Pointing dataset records
* * * * * * * * *

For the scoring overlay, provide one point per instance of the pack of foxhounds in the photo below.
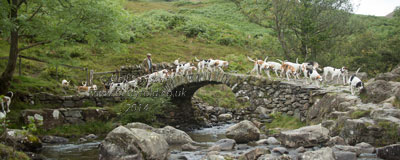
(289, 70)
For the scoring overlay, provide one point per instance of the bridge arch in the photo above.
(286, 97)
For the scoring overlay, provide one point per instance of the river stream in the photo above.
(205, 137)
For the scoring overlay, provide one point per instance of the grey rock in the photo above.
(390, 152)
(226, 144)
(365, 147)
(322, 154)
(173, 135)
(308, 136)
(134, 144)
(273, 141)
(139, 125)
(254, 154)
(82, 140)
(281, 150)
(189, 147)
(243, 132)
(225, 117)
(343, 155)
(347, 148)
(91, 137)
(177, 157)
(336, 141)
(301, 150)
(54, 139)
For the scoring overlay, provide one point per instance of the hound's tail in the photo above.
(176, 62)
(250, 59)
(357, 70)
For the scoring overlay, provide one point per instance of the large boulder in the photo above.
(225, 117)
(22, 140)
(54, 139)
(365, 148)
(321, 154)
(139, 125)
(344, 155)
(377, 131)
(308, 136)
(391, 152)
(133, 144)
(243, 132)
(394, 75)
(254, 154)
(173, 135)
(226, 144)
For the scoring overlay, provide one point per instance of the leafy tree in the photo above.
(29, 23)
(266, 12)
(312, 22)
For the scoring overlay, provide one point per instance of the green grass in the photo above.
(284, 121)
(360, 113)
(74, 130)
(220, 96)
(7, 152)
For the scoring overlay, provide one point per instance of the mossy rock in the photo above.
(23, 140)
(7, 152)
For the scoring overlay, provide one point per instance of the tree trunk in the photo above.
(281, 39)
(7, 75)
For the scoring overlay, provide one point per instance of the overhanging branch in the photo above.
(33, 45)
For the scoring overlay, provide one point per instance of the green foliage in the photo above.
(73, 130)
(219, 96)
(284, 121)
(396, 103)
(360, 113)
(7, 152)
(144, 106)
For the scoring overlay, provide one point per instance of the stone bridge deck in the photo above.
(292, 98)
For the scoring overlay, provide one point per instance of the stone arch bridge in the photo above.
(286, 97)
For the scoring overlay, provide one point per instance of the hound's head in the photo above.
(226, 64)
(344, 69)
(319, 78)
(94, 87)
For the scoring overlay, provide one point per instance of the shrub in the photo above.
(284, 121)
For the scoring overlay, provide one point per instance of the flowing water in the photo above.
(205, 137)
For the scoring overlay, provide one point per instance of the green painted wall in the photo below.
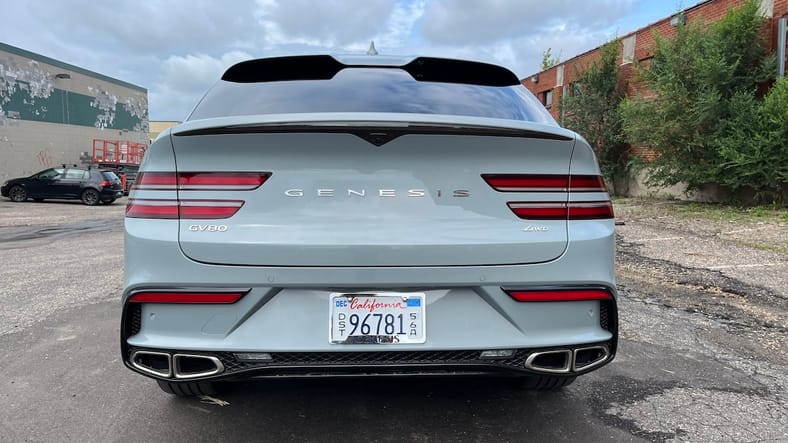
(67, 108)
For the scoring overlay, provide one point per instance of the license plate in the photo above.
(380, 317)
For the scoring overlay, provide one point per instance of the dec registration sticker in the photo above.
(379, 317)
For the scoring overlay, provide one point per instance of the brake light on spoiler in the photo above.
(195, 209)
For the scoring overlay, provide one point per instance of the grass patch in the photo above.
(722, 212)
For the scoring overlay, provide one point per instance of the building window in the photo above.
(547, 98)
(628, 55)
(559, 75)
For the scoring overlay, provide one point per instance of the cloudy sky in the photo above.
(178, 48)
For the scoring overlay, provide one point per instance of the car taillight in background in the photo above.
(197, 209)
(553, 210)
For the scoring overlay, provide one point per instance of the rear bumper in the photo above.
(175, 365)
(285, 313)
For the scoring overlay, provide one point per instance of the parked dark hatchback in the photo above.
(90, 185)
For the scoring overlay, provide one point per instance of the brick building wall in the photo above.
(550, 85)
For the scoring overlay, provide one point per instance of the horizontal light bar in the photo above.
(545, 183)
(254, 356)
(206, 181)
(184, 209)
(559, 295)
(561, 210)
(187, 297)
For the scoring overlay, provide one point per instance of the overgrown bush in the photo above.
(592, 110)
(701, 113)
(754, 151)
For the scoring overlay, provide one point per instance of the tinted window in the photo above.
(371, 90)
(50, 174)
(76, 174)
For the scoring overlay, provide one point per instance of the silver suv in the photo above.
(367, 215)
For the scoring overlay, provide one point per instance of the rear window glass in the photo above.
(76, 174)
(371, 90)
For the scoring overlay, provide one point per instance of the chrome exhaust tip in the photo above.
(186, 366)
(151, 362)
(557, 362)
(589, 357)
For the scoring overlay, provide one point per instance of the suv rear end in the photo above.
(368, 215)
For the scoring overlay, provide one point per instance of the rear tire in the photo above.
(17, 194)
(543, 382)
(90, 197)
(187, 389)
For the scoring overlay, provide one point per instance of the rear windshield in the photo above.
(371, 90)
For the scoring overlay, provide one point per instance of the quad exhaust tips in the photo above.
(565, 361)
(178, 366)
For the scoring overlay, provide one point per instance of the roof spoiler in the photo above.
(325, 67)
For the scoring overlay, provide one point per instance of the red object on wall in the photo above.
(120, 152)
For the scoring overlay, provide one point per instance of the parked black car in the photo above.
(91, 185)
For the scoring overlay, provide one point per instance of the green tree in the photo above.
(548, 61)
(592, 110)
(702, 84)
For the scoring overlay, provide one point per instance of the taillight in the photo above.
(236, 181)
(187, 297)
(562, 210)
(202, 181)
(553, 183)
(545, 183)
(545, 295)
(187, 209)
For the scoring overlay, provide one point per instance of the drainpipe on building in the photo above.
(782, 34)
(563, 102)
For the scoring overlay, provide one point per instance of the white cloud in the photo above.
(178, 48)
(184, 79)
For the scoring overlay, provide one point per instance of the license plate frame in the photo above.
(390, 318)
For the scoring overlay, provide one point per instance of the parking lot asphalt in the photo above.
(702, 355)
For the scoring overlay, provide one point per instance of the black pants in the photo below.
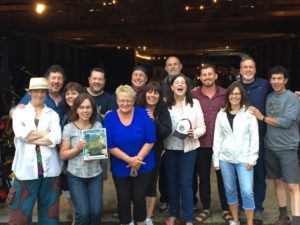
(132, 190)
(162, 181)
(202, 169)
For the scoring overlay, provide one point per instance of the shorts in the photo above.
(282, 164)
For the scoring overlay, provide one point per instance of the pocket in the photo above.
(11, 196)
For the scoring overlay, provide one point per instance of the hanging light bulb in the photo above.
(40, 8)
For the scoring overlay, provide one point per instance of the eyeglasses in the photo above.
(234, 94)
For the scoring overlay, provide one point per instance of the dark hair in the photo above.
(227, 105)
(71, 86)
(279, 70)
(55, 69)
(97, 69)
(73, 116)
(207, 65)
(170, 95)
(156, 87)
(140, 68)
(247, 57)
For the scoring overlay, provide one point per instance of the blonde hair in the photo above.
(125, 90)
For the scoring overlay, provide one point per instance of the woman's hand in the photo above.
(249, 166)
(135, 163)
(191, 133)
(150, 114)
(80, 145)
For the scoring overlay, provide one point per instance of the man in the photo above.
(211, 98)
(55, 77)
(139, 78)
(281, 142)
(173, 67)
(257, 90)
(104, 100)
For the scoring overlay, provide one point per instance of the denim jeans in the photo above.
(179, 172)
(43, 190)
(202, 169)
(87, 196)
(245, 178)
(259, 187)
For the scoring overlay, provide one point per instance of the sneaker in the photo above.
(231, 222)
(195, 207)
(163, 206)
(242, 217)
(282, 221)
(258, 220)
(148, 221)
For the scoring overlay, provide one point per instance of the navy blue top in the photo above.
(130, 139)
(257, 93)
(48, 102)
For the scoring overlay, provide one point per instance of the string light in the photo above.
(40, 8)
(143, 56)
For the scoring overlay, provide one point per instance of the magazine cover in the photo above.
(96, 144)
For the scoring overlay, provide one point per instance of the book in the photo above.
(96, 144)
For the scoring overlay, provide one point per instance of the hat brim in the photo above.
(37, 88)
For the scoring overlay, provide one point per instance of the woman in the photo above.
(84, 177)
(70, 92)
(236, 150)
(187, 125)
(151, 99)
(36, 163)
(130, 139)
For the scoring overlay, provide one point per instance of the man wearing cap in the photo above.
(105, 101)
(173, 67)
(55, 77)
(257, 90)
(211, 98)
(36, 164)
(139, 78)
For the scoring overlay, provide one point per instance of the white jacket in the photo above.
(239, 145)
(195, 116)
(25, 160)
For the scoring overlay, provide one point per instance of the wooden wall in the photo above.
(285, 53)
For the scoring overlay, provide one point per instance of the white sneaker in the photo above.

* * * * * * * * *

YOUR TASK
Update the material so that every "scoring overlay" becomes "review overlay", leaving everything else unchanged. Leave the pictures out of your version.

REPLY TO THE TASK
For the review overlay, provide one point per instance of the pack of foxhounds in the photo below.
(289, 70)
For the review overlay, provide one point per instance of the bridge arch in the photo above.
(286, 97)
For the review overlay, provide one point per instance of the river stream in the photo above.
(205, 137)
For the review overlay, provide one point per instance of the grey rock in the photo above.
(390, 152)
(226, 144)
(365, 147)
(322, 154)
(173, 135)
(308, 136)
(134, 144)
(273, 141)
(139, 125)
(254, 154)
(82, 140)
(281, 150)
(189, 147)
(243, 132)
(225, 117)
(343, 155)
(347, 148)
(91, 137)
(177, 157)
(336, 141)
(301, 150)
(54, 139)
For the review overlay, provide one point per instance of the hound's tail in the photo above.
(176, 62)
(250, 59)
(357, 70)
For the review overlay, provide one point per instance of the large boulder in the photo above.
(225, 117)
(22, 140)
(54, 139)
(365, 148)
(321, 154)
(139, 125)
(344, 155)
(377, 131)
(308, 136)
(391, 152)
(133, 144)
(243, 132)
(394, 75)
(254, 154)
(173, 135)
(226, 144)
For the review overlay, provide one point per instance of the leafy tree in the photo above.
(29, 23)
(266, 12)
(312, 22)
For the review overlay, provide one point per instance of the green grass in the photo above.
(284, 121)
(360, 113)
(74, 130)
(220, 96)
(7, 152)
For the review overlay, provide one point per instance of the mossy rock in the photo above.
(23, 140)
(7, 152)
For the review overlay, provide one point per instance of the tree trunk in the photo above.
(281, 39)
(7, 75)
For the review overlay, provide one point per instance of the overhanging branch in the photo above.
(33, 45)
For the review overlay, provide one point per instance of the green foliage in the photo above.
(73, 130)
(219, 96)
(284, 121)
(396, 103)
(360, 113)
(7, 152)
(144, 106)
For the review overlay, provide one point per instance of the stone bridge deck in the photo above.
(292, 98)
For the review overlay, provide one point per instance of the stone arch bridge in the photo above.
(286, 97)
For the review overlay, provide one point per instance of the hound's head in the photo above.
(226, 64)
(344, 69)
(319, 78)
(94, 87)
For the review overlay, provide one point per instance of the shrub in the photo above.
(284, 121)
For the review overlay, provide one point per instance of the flowing water in the photo above.
(205, 137)
For the review overlay, provide one point per instance of the green painted wall in the photo below.
(67, 108)
For the review overlay, provide one point per instance of the license plate in the photo above.
(380, 317)
For the review overlay, provide one point per instance of the dec registration sticker in the photo above.
(379, 317)
For the review overlay, provide one point per instance of the brake light on spoiler in the photo above.
(195, 209)
For the review overlay, provide one point per instance of the grass patch in the photo above.
(722, 212)
For the review overlay, provide one point per instance of the building window in the photo above.
(547, 98)
(628, 55)
(559, 75)
For the review overlay, provide one point per instance of the cloudy sky in the photo above.
(178, 48)
For the review overlay, provide one point per instance of the car taillight in background in the photo above.
(197, 209)
(553, 210)
For the review overlay, provide one point per instance of the rear bumper in the photo above.
(175, 365)
(285, 313)
For the review overlay, provide one point per instance of the parked dark hatchback in the photo above.
(90, 185)
For the review overlay, provide one point per instance of the brick building wall in the photo above.
(550, 85)
For the review overlay, provide one point per instance of the horizontal light bar in the photo above.
(545, 183)
(254, 356)
(206, 181)
(184, 209)
(559, 295)
(561, 210)
(187, 297)
For the review overlay, provide one point per instance of the overgrown bush in the photo above.
(592, 110)
(701, 113)
(754, 151)
For the review overlay, provide one point per instance of the tinted window in the photo above.
(371, 90)
(50, 174)
(76, 174)
For the review overlay, provide one point per instance of the silver suv in the photo above.
(367, 215)
For the review overlay, provide one point per instance of the rear window glass in the photo above.
(76, 174)
(371, 90)
For the review overlay, provide one point per instance of the chrome exhaust tip in the photo above.
(186, 366)
(151, 362)
(557, 362)
(589, 357)
For the review overlay, provide one point per instance of the suv rear end in the photo above.
(368, 215)
For the review overlay, provide one point per instance of the rear tire in the photo above.
(17, 194)
(543, 382)
(90, 197)
(187, 389)
For the review overlay, provide one point per instance of the rear windshield in the photo above.
(371, 90)
For the review overlay, provide one point per instance of the quad exhaust tips in the photo above.
(565, 361)
(178, 366)
For the review overlay, provide one point per instance of the roof spoiler in the photo above.
(325, 67)
For the review overlay, provide one point per instance of the red object on wall in the photo above.
(120, 152)
For the review overlay, provide one point per instance of the parked black car in the photo above.
(91, 185)
For the review overlay, provide one point per instance of the green tree in the photo above.
(548, 61)
(592, 110)
(702, 84)
For the review overlay, provide one point per instance of the taillight in the photo above.
(236, 181)
(187, 297)
(562, 210)
(202, 181)
(553, 183)
(545, 183)
(545, 295)
(187, 209)
For the review overlay, provide one point per instance of the drainpipe on building in the photo above.
(782, 34)
(563, 102)
For the review overlay, provide one point per instance of the white cloud in the photo above.
(178, 48)
(184, 79)
For the review overlay, provide one point per instance of the license plate frame in the photo above.
(390, 318)
For the review overlay, provide one point per instance of the parking lot asphalt in the photo above.
(702, 355)
For the review overlay, provide one point per instance of the black pants in the photo below.
(132, 190)
(162, 181)
(202, 169)
For the review overlay, provide one point per instance of the shorts in the photo above.
(282, 164)
For the review overlay, provide one point per instance of the pocket in the photo above.
(11, 196)
For the review overlay, provide one point per instance of the hanging light bulb in the photo above.
(40, 8)
For the review overlay, provide one point per instance of the eyeglasses in the photo above.
(234, 94)
For the review overlay, provide one point per instance of the dark hair in the photo above.
(227, 105)
(71, 86)
(279, 70)
(55, 69)
(97, 69)
(73, 116)
(207, 65)
(170, 95)
(156, 87)
(140, 68)
(247, 57)
For the review overlay, provide one point per instance of the blonde hair in the photo above.
(125, 90)
For the review overlay, provide one point per instance of the woman's hand in the photo above.
(249, 166)
(135, 163)
(191, 133)
(150, 114)
(80, 145)
For the review overlay, provide one point per instance of the man in the photo above.
(211, 98)
(55, 77)
(139, 78)
(281, 142)
(173, 67)
(257, 90)
(104, 100)
For the review overlay, provide one point per instance of the denim jeans in the photo above.
(179, 172)
(43, 190)
(202, 169)
(87, 196)
(245, 178)
(259, 187)
For the review overlay, provide one point per instance of the sneaker in the photo above.
(231, 222)
(195, 207)
(163, 206)
(242, 217)
(282, 221)
(258, 220)
(148, 221)
For the review overlay, provide one point per instance of the navy blue top in the photo above.
(130, 139)
(257, 93)
(48, 102)
For the review overlay, provide one point per instance of the string light in the photo above.
(40, 8)
(143, 56)
For the review overlay, provide one point per instance of the magazine cover in the photo above.
(96, 144)
For the review overlay, provide one point per instance of the book in the photo above.
(96, 144)
For the review overlay, provide one point per instance of the hat brim in the photo above.
(37, 88)
For the review overlay, provide one point per instance of the woman in the photo above.
(84, 177)
(70, 92)
(236, 150)
(187, 125)
(151, 99)
(36, 163)
(130, 139)
For the review overlay, provide one point per instance of the man wearing cap in the photo above.
(105, 101)
(173, 67)
(55, 77)
(257, 90)
(211, 98)
(36, 164)
(139, 78)
For the review overlay, provide one point per instance of the white jacket in the photo above.
(239, 145)
(195, 116)
(25, 160)
For the review overlay, provide one point per instance of the wooden wall in the photo above.
(285, 53)
For the review overlay, provide one point per instance of the white sneaker in the photo above.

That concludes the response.